Stated goal:
Render every line of the records below as a numbered list, skipping blank lines and leaving the pictures out.

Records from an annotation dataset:

——

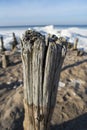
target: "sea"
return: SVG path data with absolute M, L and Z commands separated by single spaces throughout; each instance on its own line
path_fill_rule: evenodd
M 28 29 L 36 30 L 43 35 L 48 33 L 58 37 L 68 38 L 74 43 L 75 38 L 79 39 L 78 48 L 87 51 L 87 25 L 21 25 L 21 26 L 0 26 L 0 36 L 3 36 L 5 48 L 10 49 L 14 32 L 20 44 L 24 32 Z

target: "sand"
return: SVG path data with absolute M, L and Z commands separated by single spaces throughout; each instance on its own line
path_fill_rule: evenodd
M 0 130 L 23 130 L 22 73 L 20 53 L 10 56 L 6 69 L 0 56 Z M 60 81 L 51 130 L 87 130 L 87 54 L 68 50 Z

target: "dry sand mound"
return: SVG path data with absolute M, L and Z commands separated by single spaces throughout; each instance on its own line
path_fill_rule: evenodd
M 0 58 L 1 59 L 1 58 Z M 20 54 L 0 66 L 0 130 L 23 130 L 23 78 Z M 51 130 L 87 130 L 87 55 L 68 51 L 61 71 Z

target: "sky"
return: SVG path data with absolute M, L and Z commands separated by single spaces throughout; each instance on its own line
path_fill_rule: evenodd
M 0 26 L 87 25 L 87 0 L 0 0 Z

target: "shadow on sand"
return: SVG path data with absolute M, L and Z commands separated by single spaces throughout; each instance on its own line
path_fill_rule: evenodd
M 87 130 L 87 113 L 62 124 L 55 124 L 51 130 Z
M 82 61 L 75 62 L 74 64 L 71 64 L 71 65 L 66 65 L 66 66 L 64 66 L 64 67 L 62 68 L 61 71 L 64 71 L 64 70 L 69 69 L 69 68 L 72 68 L 72 67 L 74 67 L 74 66 L 79 66 L 80 64 L 83 64 L 83 63 L 85 63 L 85 62 L 87 62 L 87 59 L 82 60 Z

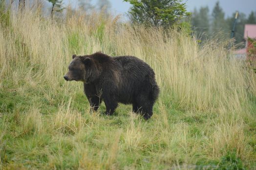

——

Result below:
1. target: "sea"
2. return: SVG path data with absolute M, L and Z commands separated by single spaces throughout; each instance on its own line
3. path_fill_rule: evenodd
4. M 28 29 L 36 30 L 43 35 L 48 33 L 58 37 L 68 38 L 74 43 L 75 38 L 79 39 L 78 48 L 87 51 L 87 25 L 21 25 L 21 26 L 0 26 L 0 36 L 3 36 L 5 48 L 10 49 L 14 32 L 20 44 L 24 32 Z
5. target: "sand"
6. return: SVG path data with absolute M, L and Z commands separated by single spaces throughout; each instance on its own line
7. path_fill_rule: evenodd
8. M 0 130 L 23 130 L 22 73 L 20 53 L 10 56 L 6 69 L 0 56 Z M 60 81 L 51 130 L 87 130 L 87 54 L 68 50 Z
9. target: "dry sand mound"
10. return: SVG path data with absolute M, L and Z commands separated by single spaces throughout; each instance on its own line
11. path_fill_rule: evenodd
12. M 0 58 L 1 59 L 1 58 Z M 20 54 L 0 66 L 0 130 L 23 130 L 23 78 Z M 51 130 L 87 130 L 87 55 L 68 51 L 61 71 Z
13. target: "sky"
14. return: SVG path data with absolute M, L and Z commands separated by single spaces throughout; each instance on its own line
15. path_fill_rule: evenodd
16. M 0 26 L 87 25 L 87 0 L 0 0 Z
17. target: "shadow on sand"
18. return: SVG path data with absolute M, L and Z commands separated by single spaces throughout; each instance on its own line
19. path_fill_rule: evenodd
20. M 87 130 L 87 113 L 62 124 L 55 124 L 51 130 Z
21. M 82 61 L 75 62 L 74 64 L 71 64 L 71 65 L 66 65 L 66 66 L 64 66 L 64 67 L 62 68 L 61 71 L 64 71 L 64 70 L 69 69 L 69 68 L 72 68 L 72 67 L 74 67 L 74 66 L 79 66 L 80 64 L 83 64 L 83 63 L 85 63 L 85 62 L 87 62 L 87 59 L 82 60 Z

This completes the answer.